Exercise input |
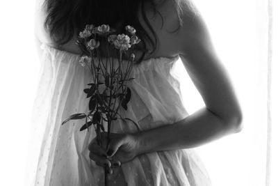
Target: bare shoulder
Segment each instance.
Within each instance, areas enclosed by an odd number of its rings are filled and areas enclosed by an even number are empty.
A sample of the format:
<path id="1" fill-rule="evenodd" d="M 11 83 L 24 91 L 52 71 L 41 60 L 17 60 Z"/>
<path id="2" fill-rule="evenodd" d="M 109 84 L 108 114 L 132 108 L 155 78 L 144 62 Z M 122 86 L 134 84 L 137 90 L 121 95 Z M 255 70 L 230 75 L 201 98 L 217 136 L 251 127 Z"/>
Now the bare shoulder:
<path id="1" fill-rule="evenodd" d="M 191 37 L 189 33 L 196 31 L 193 24 L 198 17 L 197 9 L 189 0 L 178 1 L 155 1 L 156 13 L 154 13 L 151 8 L 146 8 L 147 17 L 158 40 L 155 56 L 173 56 L 181 54 L 184 43 Z M 141 24 L 152 36 L 143 20 Z"/>

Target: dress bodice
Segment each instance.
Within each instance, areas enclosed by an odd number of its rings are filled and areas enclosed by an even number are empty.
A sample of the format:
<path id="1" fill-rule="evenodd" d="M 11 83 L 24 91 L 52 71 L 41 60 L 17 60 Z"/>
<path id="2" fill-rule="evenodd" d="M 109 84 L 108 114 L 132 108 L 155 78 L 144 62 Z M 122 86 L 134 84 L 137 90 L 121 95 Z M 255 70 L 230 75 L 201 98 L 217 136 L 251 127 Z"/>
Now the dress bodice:
<path id="1" fill-rule="evenodd" d="M 70 115 L 88 111 L 89 100 L 83 89 L 91 83 L 92 75 L 79 64 L 79 55 L 46 44 L 41 48 L 33 117 L 38 162 L 30 164 L 37 167 L 32 185 L 104 185 L 102 167 L 89 157 L 88 147 L 95 131 L 79 131 L 85 123 L 82 120 L 61 125 Z M 178 56 L 153 58 L 133 66 L 131 98 L 128 110 L 120 110 L 120 114 L 134 121 L 140 130 L 171 125 L 188 116 L 172 70 L 178 59 Z M 112 132 L 137 132 L 132 123 L 114 122 L 117 125 L 111 125 Z M 190 149 L 140 155 L 115 169 L 111 176 L 111 185 L 211 185 L 205 169 Z"/>

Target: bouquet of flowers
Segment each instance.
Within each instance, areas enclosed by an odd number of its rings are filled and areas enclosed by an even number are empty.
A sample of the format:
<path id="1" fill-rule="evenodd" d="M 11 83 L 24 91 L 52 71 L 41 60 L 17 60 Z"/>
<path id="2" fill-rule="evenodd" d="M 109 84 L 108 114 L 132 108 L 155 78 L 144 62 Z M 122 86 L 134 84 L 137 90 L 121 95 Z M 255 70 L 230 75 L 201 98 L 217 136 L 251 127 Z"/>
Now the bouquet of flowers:
<path id="1" fill-rule="evenodd" d="M 107 123 L 108 143 L 113 121 L 131 121 L 139 130 L 134 121 L 123 118 L 119 114 L 120 107 L 125 110 L 128 109 L 127 104 L 131 97 L 128 82 L 133 79 L 131 77 L 131 72 L 135 55 L 131 53 L 129 59 L 123 61 L 123 54 L 140 41 L 136 35 L 134 28 L 128 25 L 125 26 L 125 33 L 116 35 L 115 30 L 109 25 L 95 26 L 87 24 L 85 29 L 80 32 L 76 42 L 83 52 L 79 63 L 82 66 L 88 68 L 92 76 L 93 82 L 88 84 L 88 87 L 83 91 L 87 98 L 90 99 L 89 111 L 87 114 L 74 114 L 65 119 L 62 125 L 70 120 L 85 118 L 85 124 L 80 131 L 87 129 L 90 132 L 90 127 L 93 125 L 99 146 L 101 146 L 101 131 L 106 132 L 104 123 Z M 101 53 L 104 50 L 105 57 Z M 114 52 L 117 57 L 111 56 L 111 53 L 109 52 Z M 106 168 L 104 170 L 106 185 L 108 173 Z"/>

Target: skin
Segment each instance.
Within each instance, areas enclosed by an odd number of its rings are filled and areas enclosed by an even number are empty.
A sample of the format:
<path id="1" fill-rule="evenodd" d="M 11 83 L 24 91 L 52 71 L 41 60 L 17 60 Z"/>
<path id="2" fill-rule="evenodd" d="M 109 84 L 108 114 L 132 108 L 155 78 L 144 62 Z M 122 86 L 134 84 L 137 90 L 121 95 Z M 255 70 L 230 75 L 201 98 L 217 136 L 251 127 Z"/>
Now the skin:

Instructions to follow | In all the records above, switch "Segment" to "Outline" and give the lines again with nothing else changed. Leave the pictures out.

Solution to the exercise |
Target: bare shoulder
Outline each instance.
Within each instance, areas enclosed by an odd number of its rings are filled and areas enclosed by an even number are empty.
A sample of the format:
<path id="1" fill-rule="evenodd" d="M 11 83 L 24 91 L 52 71 L 41 60 L 17 60 Z"/>
<path id="2" fill-rule="evenodd" d="M 109 84 L 108 114 L 132 108 L 155 78 L 144 62 Z M 122 86 L 134 84 L 137 90 L 121 95 Z M 255 70 L 230 75 L 201 98 L 217 136 L 251 127 Z"/>
Now the bare shoulder:
<path id="1" fill-rule="evenodd" d="M 191 37 L 189 33 L 196 31 L 193 24 L 198 17 L 197 9 L 189 0 L 178 1 L 155 1 L 156 13 L 154 13 L 151 8 L 146 8 L 147 17 L 158 40 L 155 56 L 173 56 L 181 54 L 184 43 Z M 141 24 L 152 36 L 143 20 Z"/>

Target: dress bodice
Outline each instance.
Within each instance, areas enclosed by an odd number of its rings are filled and areas enclosed by an even number are empty.
A sample of the format:
<path id="1" fill-rule="evenodd" d="M 11 83 L 24 91 L 52 71 L 41 60 L 17 60 Z"/>
<path id="2" fill-rule="evenodd" d="M 109 84 L 108 114 L 132 108 L 155 78 L 144 62 Z M 122 86 L 134 84 L 137 90 L 121 95 Z M 255 70 L 230 75 L 201 98 L 217 136 L 251 127 Z"/>
Now the dress bodice:
<path id="1" fill-rule="evenodd" d="M 70 115 L 88 111 L 89 100 L 83 89 L 91 83 L 92 75 L 79 64 L 79 55 L 46 44 L 41 48 L 33 117 L 38 162 L 30 164 L 37 167 L 32 185 L 104 185 L 102 167 L 89 157 L 88 147 L 95 131 L 79 131 L 85 123 L 82 120 L 61 125 Z M 178 56 L 153 58 L 133 66 L 131 98 L 128 110 L 120 110 L 120 114 L 134 121 L 140 130 L 171 125 L 188 116 L 172 70 L 178 59 Z M 112 132 L 137 132 L 132 123 L 114 122 L 117 125 L 111 125 Z M 190 149 L 140 155 L 115 169 L 111 176 L 111 185 L 211 185 L 205 169 Z"/>

Target: bouquet of flowers
Outline each instance.
Within each instance, areas enclosed by an odd number of its rings are filled and areas enclosed by an even number are empty.
A sample of the format:
<path id="1" fill-rule="evenodd" d="M 11 83 L 24 91 L 52 71 L 41 60 L 17 60 Z"/>
<path id="2" fill-rule="evenodd" d="M 109 84 L 108 114 L 132 108 L 155 78 L 144 62 Z M 122 86 L 134 84 L 137 90 L 121 95 Z M 255 70 L 230 75 L 201 98 L 217 136 L 251 127 Z"/>
Now the bouquet of flowers:
<path id="1" fill-rule="evenodd" d="M 107 123 L 108 143 L 113 121 L 131 121 L 139 130 L 134 121 L 123 118 L 119 114 L 120 107 L 125 110 L 128 109 L 127 104 L 131 97 L 128 82 L 133 79 L 131 77 L 131 72 L 135 55 L 131 53 L 129 59 L 123 61 L 123 54 L 140 41 L 136 35 L 134 28 L 128 25 L 125 26 L 125 33 L 116 35 L 115 30 L 109 25 L 95 26 L 87 24 L 85 29 L 80 32 L 76 42 L 83 52 L 79 63 L 82 66 L 88 68 L 92 76 L 93 82 L 88 84 L 88 87 L 83 91 L 87 98 L 90 99 L 89 111 L 87 114 L 74 114 L 65 119 L 62 125 L 70 120 L 85 118 L 85 124 L 80 131 L 87 129 L 90 132 L 90 127 L 93 125 L 99 146 L 101 146 L 101 131 L 106 132 L 104 123 Z M 101 53 L 104 50 L 105 57 Z M 114 52 L 117 57 L 111 56 L 111 53 L 109 52 Z M 106 168 L 104 170 L 106 185 L 108 173 Z"/>

Target: skin
Outline each instance.
Within each instance, areas enclosed by an odd number of its rings are filled and areas enclosed by an even number are empty.
A sample of the format:
<path id="1" fill-rule="evenodd" d="M 11 83 L 24 91 L 52 71 L 41 60 L 17 60 Z"/>
<path id="2" fill-rule="evenodd" d="M 109 84 L 108 114 L 132 108 L 155 78 L 144 62 Z M 122 86 L 134 84 L 137 90 L 121 95 Z M 255 70 L 230 75 L 201 98 L 217 136 L 251 127 Z"/>
Now the skin:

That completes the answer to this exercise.